Information shown.
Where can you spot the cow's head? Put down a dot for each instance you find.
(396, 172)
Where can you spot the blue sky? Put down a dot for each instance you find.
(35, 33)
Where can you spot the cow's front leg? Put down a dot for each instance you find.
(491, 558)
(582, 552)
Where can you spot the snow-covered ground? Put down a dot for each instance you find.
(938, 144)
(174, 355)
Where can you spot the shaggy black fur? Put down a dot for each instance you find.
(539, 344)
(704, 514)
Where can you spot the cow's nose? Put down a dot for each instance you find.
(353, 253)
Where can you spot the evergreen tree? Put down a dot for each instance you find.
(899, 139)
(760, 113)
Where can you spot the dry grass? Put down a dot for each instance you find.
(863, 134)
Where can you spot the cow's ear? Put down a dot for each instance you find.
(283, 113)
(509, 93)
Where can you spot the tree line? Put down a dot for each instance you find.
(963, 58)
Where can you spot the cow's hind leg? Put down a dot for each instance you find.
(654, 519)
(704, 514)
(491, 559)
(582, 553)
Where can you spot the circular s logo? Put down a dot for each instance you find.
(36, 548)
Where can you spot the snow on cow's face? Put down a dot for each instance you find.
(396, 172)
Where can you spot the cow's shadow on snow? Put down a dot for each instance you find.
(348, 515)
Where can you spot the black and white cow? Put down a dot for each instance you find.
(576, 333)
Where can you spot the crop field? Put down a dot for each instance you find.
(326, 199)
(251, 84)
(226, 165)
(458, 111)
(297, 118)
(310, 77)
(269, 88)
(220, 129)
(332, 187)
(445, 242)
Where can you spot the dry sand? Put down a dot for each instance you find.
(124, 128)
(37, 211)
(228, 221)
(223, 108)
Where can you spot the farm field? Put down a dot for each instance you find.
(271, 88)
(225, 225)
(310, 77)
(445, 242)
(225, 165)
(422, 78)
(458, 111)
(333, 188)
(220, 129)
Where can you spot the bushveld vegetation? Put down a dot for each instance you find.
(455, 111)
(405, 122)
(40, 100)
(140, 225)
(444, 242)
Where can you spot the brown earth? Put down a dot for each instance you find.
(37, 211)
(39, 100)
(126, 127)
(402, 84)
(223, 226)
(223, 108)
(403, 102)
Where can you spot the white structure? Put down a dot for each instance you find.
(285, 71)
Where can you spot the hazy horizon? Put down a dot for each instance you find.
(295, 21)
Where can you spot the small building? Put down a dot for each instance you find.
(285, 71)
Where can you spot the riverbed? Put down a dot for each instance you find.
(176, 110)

Problem requirements. Retype the listing above word for word.

Solved exercise.
Where can you spot the cow's head? Put down a dot for each instance you find.
(396, 172)
Where can you spot the blue sky? Put down a dot for each instance you find.
(35, 33)
Where can you spot the cow's front leg? Put down a dot for each instance you find.
(491, 558)
(582, 552)
Where can you spot the snow-covered ground? Put down a dot for each instance you find.
(938, 144)
(174, 355)
Where can you spot the shaggy black fur? Put down a dot for each instance you find.
(539, 344)
(704, 514)
Where can you spot the cow's nose? Put down a dot for each instance you find.
(353, 253)
Where can you spot the evergreen tree? Put down a dot for each instance you find.
(899, 139)
(760, 113)
Where can you spot the dry grass? Put down a dot for each instance you find.
(863, 134)
Where can you spot the cow's ear? Put down a dot for each instance you find.
(283, 113)
(509, 93)
Where can you spot the tree line? Put down a dot for each instance you find.
(963, 58)
Where can you spot the cow's hind leg? Put down a dot for each instance you find.
(654, 519)
(704, 514)
(491, 559)
(582, 553)
Where can you spot the circular s logo? Put down a dot for each instance you find.
(36, 548)
Where can you spot the snow on cow's face? Put down a dot for each instance you find.
(396, 172)
Where can you spot the cow's shadow on snow? Put down a dot for each instance you find.
(348, 515)
Where can you spot the black and white cow? Put down a dot for each instance you find.
(576, 333)
Where can you spot the crop field? Put down a dot for each instance you find.
(326, 199)
(251, 84)
(226, 165)
(458, 111)
(297, 118)
(310, 77)
(269, 88)
(220, 129)
(332, 187)
(445, 242)
Where can you spot the dry sand? Put down a dot for each instance you find.
(124, 128)
(37, 211)
(228, 221)
(223, 108)
Where can you spot the farm field? Put down a dot for each instance you find.
(271, 88)
(225, 225)
(310, 77)
(445, 242)
(225, 165)
(422, 78)
(458, 111)
(333, 188)
(220, 129)
Where can you spot the bushveld vegetation? Put down a dot for each instance you find.
(455, 111)
(405, 122)
(40, 100)
(140, 225)
(444, 242)
Where can you spot the brown earth? Put down a dot for each instance you find.
(37, 211)
(39, 100)
(126, 127)
(402, 84)
(223, 226)
(223, 108)
(403, 102)
Where can you spot the white structure? Put down a dot for each instance you find.
(285, 71)
Where can you spot the hazy horizon? Put down a dot for each instance you find.
(295, 21)
Where can you spot the small building? Put down a dot for each instance you find.
(285, 71)
Where can you spot the riverbed? Put down a dot for each instance you find.
(176, 110)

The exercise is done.